(Task goal):
Retype the interview excerpt between "Also, Steven Spurlock." and "an evidence-based perspective.", inclusive.

Leland Kaiser-I first sat in on a three-hour workshop that he held, where he used one of those old transparency machines. It was amazing. He is a futurist. He talked about working with a hospital that identified as community-based. He said to them, “Then who lives across the street?” So, they went door to door, met the neighbors and asked what was missing from the community. It turned out that none of the local kids were vaccinated.

Also, Steven Spurlock. I was a direct report to Steven at Wnuk Spurlock Architecture, and he taught me how to do things right, such as construction drawings. Having the skills to do things right is a really nice thing.

Q: Where do you go for inspiration?
A:
Often, I have conversations with old people. Many individuals are working in a bubble. I like to create bridges and solve problems in non-argumentative ways. Those who can’t make positive change are myopic, mean, small minded. I’d rather say, how can we solve this and move forward? I want to be a part of the inspiration for wanting to create better product and understand issues, to bridge a problem. Working with trade associations and manufacturers has been super rewarding because they want to support doing the right thing, from an evidence-based perspective.

(Information provided):
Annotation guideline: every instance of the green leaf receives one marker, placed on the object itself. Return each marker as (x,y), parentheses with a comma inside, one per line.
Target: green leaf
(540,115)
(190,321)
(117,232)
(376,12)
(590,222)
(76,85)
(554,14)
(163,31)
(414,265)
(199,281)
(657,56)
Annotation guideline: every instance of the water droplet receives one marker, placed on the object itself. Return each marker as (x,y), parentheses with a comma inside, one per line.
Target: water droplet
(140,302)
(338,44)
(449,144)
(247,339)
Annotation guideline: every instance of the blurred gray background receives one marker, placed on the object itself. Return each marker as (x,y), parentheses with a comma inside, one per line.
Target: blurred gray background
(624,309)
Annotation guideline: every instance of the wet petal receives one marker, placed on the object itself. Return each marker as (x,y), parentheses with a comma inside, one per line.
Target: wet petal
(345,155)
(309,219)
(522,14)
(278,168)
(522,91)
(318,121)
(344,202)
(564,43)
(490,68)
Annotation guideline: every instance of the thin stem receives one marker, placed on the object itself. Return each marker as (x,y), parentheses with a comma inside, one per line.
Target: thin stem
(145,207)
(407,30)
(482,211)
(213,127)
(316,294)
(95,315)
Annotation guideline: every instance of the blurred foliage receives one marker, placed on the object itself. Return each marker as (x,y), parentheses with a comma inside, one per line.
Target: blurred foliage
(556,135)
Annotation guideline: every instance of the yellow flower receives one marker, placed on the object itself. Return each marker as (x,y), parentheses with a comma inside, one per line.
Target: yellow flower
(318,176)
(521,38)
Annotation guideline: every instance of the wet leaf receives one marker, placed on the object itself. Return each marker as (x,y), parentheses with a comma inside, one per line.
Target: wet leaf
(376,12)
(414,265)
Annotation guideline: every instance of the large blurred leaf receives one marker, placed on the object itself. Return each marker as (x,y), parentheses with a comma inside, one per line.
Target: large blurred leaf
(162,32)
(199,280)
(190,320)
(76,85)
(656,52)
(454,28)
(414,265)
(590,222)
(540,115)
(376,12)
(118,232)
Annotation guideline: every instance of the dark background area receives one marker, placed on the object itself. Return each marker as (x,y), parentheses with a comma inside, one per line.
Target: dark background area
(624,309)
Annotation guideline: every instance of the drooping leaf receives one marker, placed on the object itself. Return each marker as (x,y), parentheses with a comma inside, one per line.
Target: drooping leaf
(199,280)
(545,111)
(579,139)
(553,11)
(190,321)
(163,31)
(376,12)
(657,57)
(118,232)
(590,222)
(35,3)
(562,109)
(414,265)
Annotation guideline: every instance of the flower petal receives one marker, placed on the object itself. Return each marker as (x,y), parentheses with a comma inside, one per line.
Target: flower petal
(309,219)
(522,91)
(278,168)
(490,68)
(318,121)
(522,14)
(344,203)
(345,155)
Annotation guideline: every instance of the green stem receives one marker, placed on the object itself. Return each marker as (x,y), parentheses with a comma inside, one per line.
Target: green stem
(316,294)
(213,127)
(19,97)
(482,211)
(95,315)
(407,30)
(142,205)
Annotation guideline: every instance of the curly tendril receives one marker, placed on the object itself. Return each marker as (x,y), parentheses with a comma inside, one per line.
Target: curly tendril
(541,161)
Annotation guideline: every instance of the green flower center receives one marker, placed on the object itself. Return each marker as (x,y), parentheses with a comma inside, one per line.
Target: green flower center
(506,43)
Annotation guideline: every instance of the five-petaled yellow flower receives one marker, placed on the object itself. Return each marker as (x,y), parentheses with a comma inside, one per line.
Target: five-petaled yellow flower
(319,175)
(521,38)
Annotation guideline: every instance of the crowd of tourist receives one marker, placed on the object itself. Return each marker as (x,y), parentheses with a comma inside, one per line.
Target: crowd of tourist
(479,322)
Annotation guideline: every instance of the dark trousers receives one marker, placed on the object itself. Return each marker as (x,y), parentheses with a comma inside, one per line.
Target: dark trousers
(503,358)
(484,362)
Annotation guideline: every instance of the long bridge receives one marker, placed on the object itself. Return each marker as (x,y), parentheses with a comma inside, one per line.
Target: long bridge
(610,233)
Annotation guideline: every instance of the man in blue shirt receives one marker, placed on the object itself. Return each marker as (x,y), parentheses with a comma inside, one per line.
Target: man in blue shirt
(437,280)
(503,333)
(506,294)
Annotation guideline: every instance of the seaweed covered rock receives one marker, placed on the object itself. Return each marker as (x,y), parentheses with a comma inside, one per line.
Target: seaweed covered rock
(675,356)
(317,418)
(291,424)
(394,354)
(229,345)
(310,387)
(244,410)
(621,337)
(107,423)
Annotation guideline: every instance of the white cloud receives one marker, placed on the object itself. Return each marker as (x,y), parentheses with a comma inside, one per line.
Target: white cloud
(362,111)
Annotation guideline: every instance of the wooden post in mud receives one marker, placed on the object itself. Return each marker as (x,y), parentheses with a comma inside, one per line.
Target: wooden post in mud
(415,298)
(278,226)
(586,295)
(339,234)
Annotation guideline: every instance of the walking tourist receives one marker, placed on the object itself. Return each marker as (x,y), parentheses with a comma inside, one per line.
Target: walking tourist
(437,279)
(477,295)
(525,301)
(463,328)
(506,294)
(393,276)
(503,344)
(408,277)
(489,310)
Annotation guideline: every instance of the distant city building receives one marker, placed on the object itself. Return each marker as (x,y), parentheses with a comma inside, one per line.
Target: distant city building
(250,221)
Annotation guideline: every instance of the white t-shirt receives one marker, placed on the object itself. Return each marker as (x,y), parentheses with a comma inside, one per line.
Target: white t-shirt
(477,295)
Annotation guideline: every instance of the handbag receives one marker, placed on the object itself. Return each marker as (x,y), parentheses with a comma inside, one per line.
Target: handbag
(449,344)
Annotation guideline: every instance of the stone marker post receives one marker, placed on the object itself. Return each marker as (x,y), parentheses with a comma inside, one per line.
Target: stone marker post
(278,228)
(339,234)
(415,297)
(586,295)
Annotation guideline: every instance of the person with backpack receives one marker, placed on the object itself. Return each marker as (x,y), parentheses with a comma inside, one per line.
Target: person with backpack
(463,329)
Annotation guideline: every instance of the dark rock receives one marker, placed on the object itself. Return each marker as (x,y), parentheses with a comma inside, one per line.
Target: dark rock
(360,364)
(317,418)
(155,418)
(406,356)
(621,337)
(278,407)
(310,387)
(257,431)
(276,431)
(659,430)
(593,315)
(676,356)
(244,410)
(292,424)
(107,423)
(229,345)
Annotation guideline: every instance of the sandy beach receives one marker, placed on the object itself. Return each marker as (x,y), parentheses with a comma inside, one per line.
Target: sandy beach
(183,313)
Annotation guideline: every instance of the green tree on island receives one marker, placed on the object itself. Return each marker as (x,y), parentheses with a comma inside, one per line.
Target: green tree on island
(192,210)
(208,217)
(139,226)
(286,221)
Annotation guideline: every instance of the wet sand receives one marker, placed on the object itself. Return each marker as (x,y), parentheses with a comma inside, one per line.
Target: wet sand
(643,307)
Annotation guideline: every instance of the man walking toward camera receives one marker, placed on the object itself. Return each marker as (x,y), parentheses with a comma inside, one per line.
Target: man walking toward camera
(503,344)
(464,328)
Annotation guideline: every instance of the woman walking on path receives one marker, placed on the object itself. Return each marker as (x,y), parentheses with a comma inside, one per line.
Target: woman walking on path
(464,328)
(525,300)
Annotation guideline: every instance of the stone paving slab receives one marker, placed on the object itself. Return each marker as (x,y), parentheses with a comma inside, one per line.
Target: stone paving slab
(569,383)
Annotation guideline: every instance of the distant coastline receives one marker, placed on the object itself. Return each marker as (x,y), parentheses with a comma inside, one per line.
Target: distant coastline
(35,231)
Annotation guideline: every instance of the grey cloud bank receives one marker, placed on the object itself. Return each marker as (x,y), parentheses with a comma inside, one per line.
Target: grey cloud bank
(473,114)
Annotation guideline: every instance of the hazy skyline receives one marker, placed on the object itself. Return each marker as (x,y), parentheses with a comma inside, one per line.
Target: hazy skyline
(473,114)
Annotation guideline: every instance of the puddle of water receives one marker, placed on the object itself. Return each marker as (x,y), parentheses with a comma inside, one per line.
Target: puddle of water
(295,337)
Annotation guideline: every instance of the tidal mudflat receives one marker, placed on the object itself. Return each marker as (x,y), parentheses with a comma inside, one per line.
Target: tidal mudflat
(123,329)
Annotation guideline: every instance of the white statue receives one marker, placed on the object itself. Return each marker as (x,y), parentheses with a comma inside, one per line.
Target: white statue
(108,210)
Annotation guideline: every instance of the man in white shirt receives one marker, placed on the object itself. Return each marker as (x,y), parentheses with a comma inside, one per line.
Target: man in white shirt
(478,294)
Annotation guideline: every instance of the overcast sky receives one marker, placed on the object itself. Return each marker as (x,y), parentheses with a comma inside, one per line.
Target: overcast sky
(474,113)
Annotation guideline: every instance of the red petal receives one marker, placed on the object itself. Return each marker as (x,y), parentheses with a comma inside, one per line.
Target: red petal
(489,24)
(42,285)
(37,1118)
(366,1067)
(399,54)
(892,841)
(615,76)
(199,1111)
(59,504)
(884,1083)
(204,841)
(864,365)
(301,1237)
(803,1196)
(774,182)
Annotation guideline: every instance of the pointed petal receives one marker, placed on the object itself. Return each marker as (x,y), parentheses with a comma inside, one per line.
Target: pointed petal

(Answer to this task):
Also, Steven Spurlock. I was a direct report to Steven at Wnuk Spurlock Architecture, and he taught me how to do things right, such as construction drawings. Having the skills to do things right is a really nice thing.

Q: Where do you go for inspiration?
A:
Often, I have conversations with old people. Many individuals are working in a bubble. I like to create bridges and solve problems in non-argumentative ways. Those who can’t make positive change are myopic, mean, small minded. I’d rather say, how can we solve this and move forward? I want to be a part of the inspiration for wanting to create better product and understand issues, to bridge a problem. Working with trade associations and manufacturers has been super rewarding because they want to support doing the right thing, from an evidence-based perspective.